_WHAT IS BEING ASKED_:
Reproduce the data below, substituting "nonzero" for "even-odd" and keeping everything else the same. Omit the pictures.

_INFORMATION SHOWN_:
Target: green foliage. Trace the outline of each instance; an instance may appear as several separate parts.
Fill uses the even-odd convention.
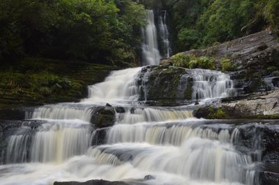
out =
[[[195,69],[214,70],[214,59],[207,56],[197,57],[195,55],[179,53],[173,56],[174,66]]]
[[[228,116],[221,108],[219,108],[217,110],[209,108],[209,118],[210,119],[226,119],[228,118]]]
[[[0,60],[27,55],[130,65],[145,16],[129,0],[0,0]]]
[[[256,7],[259,14],[270,24],[271,28],[279,33],[279,1],[259,0]]]
[[[276,66],[269,66],[266,70],[269,72],[273,72],[279,70],[279,67]]]
[[[174,66],[189,68],[190,62],[194,58],[193,55],[178,53],[173,56]]]
[[[260,31],[266,25],[279,33],[278,0],[141,1],[149,8],[159,6],[168,10],[177,51],[223,42]]]
[[[223,58],[220,61],[220,64],[221,65],[221,70],[222,72],[232,72],[235,71],[236,70],[236,65],[233,65],[231,61],[228,58]]]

_RESULT_:
Target: green foliage. Trace the outline of each instance; an instance may appear as several separate parts.
Fill uses the nonzero convention.
out =
[[[195,69],[214,70],[214,59],[207,56],[197,57],[195,55],[179,53],[173,56],[174,66]]]
[[[228,116],[221,108],[219,108],[217,110],[209,108],[209,118],[210,119],[226,119],[228,118]]]
[[[0,60],[27,55],[130,65],[145,16],[129,0],[0,0]]]
[[[256,7],[259,14],[270,24],[271,28],[279,33],[279,1],[259,0]]]
[[[276,66],[269,66],[266,70],[269,72],[273,72],[279,70],[279,67]]]
[[[174,66],[189,68],[190,62],[194,58],[193,55],[178,53],[173,56]]]
[[[260,31],[266,25],[279,33],[278,0],[141,1],[149,8],[159,6],[168,10],[177,51],[223,42]]]
[[[223,58],[220,61],[220,64],[221,65],[221,70],[222,72],[232,72],[235,71],[236,70],[236,65],[233,65],[231,61],[228,58]]]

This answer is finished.